### WORK INSTRUCTIONS
In the forum post about the CL_OUT_OF_RESOURCES error, what work size did the poster try that still didn't help?

--- START SOURCE EXCERPT ---

CL_OUT_OF_RESOURCES

Hi!

I’m trying to get my simple raytracer work in CL, but I can’t proceed, since even with this simple kernel, which finally compiles OK, I get CL_OUT_OF_RECOURCES when waiting on event from clEnqueueNDRangeKernel.

I tried to run it on worksize even 1x1, does not help. I have few guesses why, all of which might be easily totally incorrect, since I’m new to CL:

  • I use too many host CL memory objects (look at my __kernel void rayTrace function). I need all of them. Would packing them into a single one help? Why? :o

  • The kernel is too long, the register allocator doesn’t know what to do

  • Some other strange error?

  • Does “inline” or “static” attribude of a function actually change anything?

As you can see in my code, I even replaced parameters to my functions to use __global space (for example before I did: BVHNode node = bvhNodes[…], now I do: __global const BVHNode* node = &bvhNodes[…]) – I guess that won’t help anything, will it?. I guess I won’t be smarter than the optimising compiler. Btw, all the arrays are only like 15000 long, so in sum I don’t send more than few dozen megabytes. That cannot be the problem.

--- END SOURCE EXCERPT ---
--- START EXCERPTED DATA ---

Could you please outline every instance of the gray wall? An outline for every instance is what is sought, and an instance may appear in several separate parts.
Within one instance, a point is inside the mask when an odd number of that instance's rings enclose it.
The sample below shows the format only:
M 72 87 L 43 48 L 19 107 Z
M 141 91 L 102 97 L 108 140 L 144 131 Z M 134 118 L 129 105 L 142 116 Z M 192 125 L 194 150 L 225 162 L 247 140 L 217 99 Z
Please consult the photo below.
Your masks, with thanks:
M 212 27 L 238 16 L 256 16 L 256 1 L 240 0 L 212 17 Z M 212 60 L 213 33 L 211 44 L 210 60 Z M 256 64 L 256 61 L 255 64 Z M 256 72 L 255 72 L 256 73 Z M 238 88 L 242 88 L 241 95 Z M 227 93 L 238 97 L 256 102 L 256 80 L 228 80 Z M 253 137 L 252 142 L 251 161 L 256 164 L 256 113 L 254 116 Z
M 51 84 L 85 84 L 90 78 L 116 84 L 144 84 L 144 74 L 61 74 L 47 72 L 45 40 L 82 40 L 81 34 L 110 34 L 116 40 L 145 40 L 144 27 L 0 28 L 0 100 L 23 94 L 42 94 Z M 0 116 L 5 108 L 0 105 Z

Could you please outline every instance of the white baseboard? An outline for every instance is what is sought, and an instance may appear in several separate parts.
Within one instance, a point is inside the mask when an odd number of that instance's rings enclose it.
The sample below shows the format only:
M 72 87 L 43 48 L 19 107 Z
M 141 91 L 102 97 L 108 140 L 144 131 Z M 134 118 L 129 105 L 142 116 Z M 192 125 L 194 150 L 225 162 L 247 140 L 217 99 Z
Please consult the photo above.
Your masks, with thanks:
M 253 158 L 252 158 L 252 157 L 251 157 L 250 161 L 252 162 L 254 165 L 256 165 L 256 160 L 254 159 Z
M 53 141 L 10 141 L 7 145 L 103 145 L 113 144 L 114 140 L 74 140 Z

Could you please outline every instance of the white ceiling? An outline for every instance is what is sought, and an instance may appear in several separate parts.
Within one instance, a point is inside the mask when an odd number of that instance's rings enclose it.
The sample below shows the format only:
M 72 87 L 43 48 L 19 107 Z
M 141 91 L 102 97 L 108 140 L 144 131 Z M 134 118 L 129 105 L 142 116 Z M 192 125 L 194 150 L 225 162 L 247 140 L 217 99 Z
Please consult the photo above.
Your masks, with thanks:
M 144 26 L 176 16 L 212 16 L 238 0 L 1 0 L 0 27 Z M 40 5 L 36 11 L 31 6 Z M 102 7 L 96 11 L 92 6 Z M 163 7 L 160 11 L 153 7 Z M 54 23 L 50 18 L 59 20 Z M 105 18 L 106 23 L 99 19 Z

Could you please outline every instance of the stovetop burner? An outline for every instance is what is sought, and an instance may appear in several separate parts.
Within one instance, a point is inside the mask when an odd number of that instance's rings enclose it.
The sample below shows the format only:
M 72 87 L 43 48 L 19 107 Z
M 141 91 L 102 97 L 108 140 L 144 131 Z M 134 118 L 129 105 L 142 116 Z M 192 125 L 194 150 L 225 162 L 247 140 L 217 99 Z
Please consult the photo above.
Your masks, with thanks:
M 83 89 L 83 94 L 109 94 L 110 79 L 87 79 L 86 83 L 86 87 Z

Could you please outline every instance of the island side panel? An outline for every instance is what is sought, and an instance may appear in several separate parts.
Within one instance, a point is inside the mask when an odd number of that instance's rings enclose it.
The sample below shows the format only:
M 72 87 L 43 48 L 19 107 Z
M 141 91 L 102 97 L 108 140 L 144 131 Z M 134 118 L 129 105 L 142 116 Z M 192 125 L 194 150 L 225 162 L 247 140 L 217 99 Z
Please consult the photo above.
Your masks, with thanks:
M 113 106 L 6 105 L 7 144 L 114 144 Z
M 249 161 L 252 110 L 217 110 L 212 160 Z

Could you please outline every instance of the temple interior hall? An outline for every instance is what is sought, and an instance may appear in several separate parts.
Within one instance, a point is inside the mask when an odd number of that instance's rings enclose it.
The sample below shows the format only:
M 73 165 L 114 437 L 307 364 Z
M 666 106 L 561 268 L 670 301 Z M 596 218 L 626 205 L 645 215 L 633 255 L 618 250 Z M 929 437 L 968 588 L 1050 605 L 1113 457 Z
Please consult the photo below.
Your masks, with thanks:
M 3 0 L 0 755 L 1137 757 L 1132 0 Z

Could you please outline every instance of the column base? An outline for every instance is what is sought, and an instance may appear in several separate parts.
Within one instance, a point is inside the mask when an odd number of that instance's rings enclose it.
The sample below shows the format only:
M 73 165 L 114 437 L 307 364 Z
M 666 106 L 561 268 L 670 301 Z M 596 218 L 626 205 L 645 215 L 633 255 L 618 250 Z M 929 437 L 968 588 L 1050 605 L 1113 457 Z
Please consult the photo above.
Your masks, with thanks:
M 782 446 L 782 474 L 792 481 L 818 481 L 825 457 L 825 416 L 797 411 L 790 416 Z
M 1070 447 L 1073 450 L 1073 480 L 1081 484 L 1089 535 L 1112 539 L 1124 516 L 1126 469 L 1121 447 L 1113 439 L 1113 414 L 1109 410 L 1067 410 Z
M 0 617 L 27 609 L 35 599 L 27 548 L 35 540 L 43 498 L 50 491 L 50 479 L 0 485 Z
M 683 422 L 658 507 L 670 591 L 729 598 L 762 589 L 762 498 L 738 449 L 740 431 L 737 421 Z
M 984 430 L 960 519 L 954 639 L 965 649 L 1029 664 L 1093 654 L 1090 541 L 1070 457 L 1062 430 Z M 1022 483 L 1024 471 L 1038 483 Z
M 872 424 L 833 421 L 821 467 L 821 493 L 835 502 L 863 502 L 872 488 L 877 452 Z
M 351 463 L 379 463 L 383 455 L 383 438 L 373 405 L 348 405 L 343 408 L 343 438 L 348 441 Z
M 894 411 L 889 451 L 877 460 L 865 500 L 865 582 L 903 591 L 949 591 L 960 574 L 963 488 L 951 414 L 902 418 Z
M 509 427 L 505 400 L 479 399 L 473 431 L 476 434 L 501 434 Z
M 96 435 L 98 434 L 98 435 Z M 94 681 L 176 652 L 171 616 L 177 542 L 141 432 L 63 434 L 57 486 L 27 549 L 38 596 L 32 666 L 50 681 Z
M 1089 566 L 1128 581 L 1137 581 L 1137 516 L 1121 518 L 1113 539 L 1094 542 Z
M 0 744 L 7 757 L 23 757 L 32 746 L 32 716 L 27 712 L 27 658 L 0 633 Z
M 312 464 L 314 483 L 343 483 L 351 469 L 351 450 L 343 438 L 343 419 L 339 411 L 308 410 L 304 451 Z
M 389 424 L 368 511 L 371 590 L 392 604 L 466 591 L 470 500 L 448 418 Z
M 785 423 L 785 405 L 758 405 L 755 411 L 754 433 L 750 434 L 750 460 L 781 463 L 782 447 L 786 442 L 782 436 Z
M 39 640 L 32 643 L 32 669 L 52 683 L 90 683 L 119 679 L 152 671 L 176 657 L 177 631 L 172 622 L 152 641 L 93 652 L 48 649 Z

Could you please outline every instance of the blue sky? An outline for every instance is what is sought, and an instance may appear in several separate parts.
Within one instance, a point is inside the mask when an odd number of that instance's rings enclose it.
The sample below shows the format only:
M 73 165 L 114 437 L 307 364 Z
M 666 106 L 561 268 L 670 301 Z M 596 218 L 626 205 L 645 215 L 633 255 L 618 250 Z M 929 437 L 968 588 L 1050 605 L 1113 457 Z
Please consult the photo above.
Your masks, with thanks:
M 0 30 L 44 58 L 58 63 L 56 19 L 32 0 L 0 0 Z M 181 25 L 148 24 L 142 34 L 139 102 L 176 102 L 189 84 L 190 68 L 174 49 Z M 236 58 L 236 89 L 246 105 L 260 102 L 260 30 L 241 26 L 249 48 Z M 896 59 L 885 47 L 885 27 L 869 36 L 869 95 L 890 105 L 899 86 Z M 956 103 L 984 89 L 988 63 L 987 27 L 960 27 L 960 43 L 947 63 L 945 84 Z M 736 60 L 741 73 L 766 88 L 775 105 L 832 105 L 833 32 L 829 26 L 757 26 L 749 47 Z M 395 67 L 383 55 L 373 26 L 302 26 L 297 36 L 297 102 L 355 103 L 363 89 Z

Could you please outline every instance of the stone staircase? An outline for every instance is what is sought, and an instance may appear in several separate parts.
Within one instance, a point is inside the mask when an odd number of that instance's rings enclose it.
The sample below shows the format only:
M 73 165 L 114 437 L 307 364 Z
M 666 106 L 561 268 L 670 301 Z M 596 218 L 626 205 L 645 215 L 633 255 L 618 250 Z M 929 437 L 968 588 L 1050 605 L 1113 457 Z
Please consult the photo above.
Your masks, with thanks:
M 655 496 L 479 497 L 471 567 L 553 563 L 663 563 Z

--- END EXCERPTED DATA ---

### RESULT OF THIS TASK
1x1